• _PROBLEM DETAILS_
Arrange the listing below as a two-column CSV with the header instruction,response and one row per entry. Put each entry's full text in one quoted field and its answer in the other, with line breaks turned into spaces.
++++++++
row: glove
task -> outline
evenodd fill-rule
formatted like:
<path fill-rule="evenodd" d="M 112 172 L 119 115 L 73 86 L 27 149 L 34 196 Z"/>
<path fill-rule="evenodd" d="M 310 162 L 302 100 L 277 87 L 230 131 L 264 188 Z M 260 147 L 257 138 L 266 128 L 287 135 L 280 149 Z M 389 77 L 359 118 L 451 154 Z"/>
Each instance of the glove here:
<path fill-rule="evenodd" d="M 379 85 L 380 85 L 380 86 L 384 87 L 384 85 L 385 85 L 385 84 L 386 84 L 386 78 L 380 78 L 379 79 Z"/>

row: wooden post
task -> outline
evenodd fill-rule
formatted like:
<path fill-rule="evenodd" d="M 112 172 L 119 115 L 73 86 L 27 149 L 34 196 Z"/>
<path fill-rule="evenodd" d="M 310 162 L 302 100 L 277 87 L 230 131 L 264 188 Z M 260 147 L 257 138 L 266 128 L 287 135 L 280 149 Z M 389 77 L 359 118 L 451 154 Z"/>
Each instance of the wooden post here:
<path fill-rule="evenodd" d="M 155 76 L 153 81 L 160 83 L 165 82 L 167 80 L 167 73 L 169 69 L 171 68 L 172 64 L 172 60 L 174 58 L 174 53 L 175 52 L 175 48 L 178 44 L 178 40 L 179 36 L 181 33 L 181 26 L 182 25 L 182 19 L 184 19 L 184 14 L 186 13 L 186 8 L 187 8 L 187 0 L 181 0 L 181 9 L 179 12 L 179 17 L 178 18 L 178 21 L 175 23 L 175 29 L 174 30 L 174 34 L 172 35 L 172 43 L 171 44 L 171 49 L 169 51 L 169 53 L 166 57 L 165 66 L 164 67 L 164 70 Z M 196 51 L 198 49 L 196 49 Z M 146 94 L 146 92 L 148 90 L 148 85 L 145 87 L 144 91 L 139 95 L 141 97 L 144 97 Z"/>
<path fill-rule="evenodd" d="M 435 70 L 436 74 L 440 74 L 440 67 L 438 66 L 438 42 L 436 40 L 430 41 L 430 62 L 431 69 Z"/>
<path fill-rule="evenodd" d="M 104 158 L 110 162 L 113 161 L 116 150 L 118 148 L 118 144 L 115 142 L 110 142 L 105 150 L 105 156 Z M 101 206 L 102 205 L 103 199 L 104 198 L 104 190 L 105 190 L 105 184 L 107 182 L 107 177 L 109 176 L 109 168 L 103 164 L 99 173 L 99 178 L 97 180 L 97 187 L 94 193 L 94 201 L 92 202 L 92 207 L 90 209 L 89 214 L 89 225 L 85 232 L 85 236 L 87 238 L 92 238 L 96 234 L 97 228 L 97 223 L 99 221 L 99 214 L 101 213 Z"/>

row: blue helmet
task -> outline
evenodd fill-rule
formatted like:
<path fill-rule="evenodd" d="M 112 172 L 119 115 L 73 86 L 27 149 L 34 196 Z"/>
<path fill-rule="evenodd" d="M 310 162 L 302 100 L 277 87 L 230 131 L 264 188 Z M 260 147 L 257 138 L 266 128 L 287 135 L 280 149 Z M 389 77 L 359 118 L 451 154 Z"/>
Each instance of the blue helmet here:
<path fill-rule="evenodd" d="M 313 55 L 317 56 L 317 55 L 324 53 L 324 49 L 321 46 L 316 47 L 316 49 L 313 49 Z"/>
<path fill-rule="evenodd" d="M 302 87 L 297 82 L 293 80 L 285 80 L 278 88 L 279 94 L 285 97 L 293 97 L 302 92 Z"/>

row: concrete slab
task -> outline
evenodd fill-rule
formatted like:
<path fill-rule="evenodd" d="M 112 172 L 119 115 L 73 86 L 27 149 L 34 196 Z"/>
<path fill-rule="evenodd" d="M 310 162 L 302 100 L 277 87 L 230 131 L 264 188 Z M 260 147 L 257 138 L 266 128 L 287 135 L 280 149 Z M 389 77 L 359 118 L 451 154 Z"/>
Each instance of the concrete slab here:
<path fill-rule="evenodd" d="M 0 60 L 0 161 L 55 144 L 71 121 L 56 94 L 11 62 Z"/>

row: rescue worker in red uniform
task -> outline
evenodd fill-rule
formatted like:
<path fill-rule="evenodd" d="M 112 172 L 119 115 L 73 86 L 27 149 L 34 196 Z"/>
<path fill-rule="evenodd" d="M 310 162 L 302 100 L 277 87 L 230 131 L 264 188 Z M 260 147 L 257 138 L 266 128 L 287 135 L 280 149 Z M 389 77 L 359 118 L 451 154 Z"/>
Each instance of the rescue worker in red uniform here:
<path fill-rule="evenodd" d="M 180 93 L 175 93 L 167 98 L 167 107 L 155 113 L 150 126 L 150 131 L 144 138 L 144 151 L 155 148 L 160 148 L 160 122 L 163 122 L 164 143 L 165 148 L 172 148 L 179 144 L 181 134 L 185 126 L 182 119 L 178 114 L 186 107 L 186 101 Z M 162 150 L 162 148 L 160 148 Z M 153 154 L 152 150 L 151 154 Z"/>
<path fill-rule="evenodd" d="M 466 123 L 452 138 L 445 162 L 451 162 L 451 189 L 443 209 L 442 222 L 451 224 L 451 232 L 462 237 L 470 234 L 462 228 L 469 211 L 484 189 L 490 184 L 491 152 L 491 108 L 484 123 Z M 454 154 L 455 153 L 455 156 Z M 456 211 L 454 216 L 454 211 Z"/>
++++++++
• _FULL RESPONSE_
instruction,response
"row: glove task -> outline evenodd fill-rule formatted like: <path fill-rule=""evenodd"" d=""M 112 172 L 119 115 L 73 86 L 27 149 L 34 196 Z""/> <path fill-rule=""evenodd"" d=""M 310 162 L 302 100 L 277 87 L 230 131 L 264 188 Z M 260 147 L 257 138 L 266 128 L 287 135 L 280 149 Z M 389 77 L 359 118 L 451 154 Z""/> Each instance of the glove here:","<path fill-rule=""evenodd"" d=""M 379 85 L 380 85 L 380 86 L 384 87 L 384 85 L 385 85 L 385 84 L 386 84 L 386 78 L 380 78 L 379 79 Z""/>"
"row: wooden post task -> outline evenodd fill-rule formatted like: <path fill-rule=""evenodd"" d=""M 112 172 L 119 115 L 73 86 L 27 149 L 34 196 Z""/> <path fill-rule=""evenodd"" d=""M 310 162 L 302 100 L 277 87 L 230 131 L 264 188 Z M 260 147 L 257 138 L 266 128 L 287 135 L 280 149 Z M 389 77 L 359 118 L 451 154 Z""/> Each instance of the wooden post here:","<path fill-rule=""evenodd"" d=""M 155 76 L 153 81 L 160 83 L 165 82 L 167 80 L 167 73 L 169 69 L 171 68 L 172 64 L 172 60 L 174 58 L 174 53 L 175 52 L 175 48 L 178 44 L 178 40 L 179 36 L 181 33 L 181 26 L 182 25 L 182 19 L 184 19 L 184 14 L 186 13 L 186 8 L 187 8 L 187 0 L 181 0 L 181 9 L 179 12 L 179 17 L 178 18 L 178 21 L 175 23 L 175 29 L 174 30 L 174 34 L 172 35 L 172 43 L 171 44 L 171 49 L 169 51 L 169 53 L 166 57 L 165 66 L 164 67 L 164 70 Z M 196 51 L 198 49 L 196 49 Z M 146 94 L 146 92 L 148 90 L 148 85 L 145 87 L 144 91 L 139 95 L 141 97 L 144 97 Z""/> <path fill-rule=""evenodd"" d=""M 435 70 L 436 74 L 440 74 L 440 67 L 438 66 L 438 42 L 436 40 L 430 41 L 430 62 L 431 69 Z""/> <path fill-rule=""evenodd"" d=""M 104 158 L 110 162 L 113 161 L 116 150 L 118 148 L 118 144 L 115 142 L 110 142 L 105 150 L 105 156 Z M 101 206 L 102 205 L 103 199 L 104 198 L 104 190 L 105 190 L 105 184 L 107 182 L 107 177 L 109 176 L 109 168 L 103 164 L 99 173 L 99 178 L 97 180 L 97 187 L 94 193 L 94 201 L 92 202 L 92 207 L 90 209 L 89 214 L 89 225 L 85 232 L 85 236 L 87 238 L 92 238 L 96 234 L 97 228 L 97 223 L 99 221 L 99 214 L 101 213 Z""/>"
"row: blue helmet task -> outline evenodd fill-rule formatted like: <path fill-rule=""evenodd"" d=""M 112 172 L 119 115 L 73 86 L 27 149 L 34 196 Z""/> <path fill-rule=""evenodd"" d=""M 310 162 L 302 100 L 277 87 L 230 131 L 264 188 Z M 260 147 L 257 138 L 266 128 L 287 135 L 280 149 Z M 389 77 L 359 118 L 451 154 Z""/> Each instance of the blue helmet here:","<path fill-rule=""evenodd"" d=""M 313 55 L 317 56 L 317 55 L 324 53 L 324 49 L 321 46 L 316 47 L 316 49 L 313 49 Z""/> <path fill-rule=""evenodd"" d=""M 302 87 L 297 82 L 293 80 L 285 80 L 278 88 L 279 94 L 285 97 L 293 97 L 302 92 Z""/>"
"row: concrete slab task -> outline evenodd fill-rule formatted like: <path fill-rule=""evenodd"" d=""M 112 172 L 119 115 L 73 86 L 27 149 L 34 196 Z""/> <path fill-rule=""evenodd"" d=""M 310 162 L 302 100 L 277 87 L 230 131 L 264 188 Z M 260 147 L 257 138 L 266 128 L 287 135 L 280 149 Z M 389 77 L 359 118 L 451 154 Z""/> Each instance of the concrete slab here:","<path fill-rule=""evenodd"" d=""M 0 60 L 0 161 L 55 144 L 71 121 L 56 94 L 11 62 Z""/>"
"row: rescue worker in red uniform task -> outline evenodd fill-rule formatted like: <path fill-rule=""evenodd"" d=""M 112 172 L 119 115 L 73 86 L 27 149 L 34 196 Z""/> <path fill-rule=""evenodd"" d=""M 310 162 L 302 100 L 277 87 L 230 131 L 264 188 Z M 260 147 L 257 138 L 266 128 L 287 135 L 280 149 Z M 389 77 L 359 118 L 451 154 Z""/> Each instance of the rescue worker in red uniform here:","<path fill-rule=""evenodd"" d=""M 180 93 L 175 93 L 167 98 L 167 107 L 155 113 L 150 126 L 150 131 L 144 138 L 144 151 L 155 148 L 160 148 L 160 122 L 163 122 L 164 143 L 165 148 L 172 148 L 179 144 L 181 134 L 185 126 L 182 119 L 178 114 L 186 107 L 186 101 Z M 162 150 L 162 148 L 160 148 Z M 153 154 L 152 150 L 151 154 Z""/> <path fill-rule=""evenodd"" d=""M 466 123 L 452 138 L 445 162 L 451 162 L 451 189 L 443 209 L 442 222 L 451 224 L 451 232 L 462 237 L 470 234 L 462 228 L 469 211 L 484 189 L 490 184 L 491 152 L 491 108 L 484 123 Z M 454 154 L 455 153 L 455 156 Z M 456 211 L 454 216 L 454 211 Z""/>"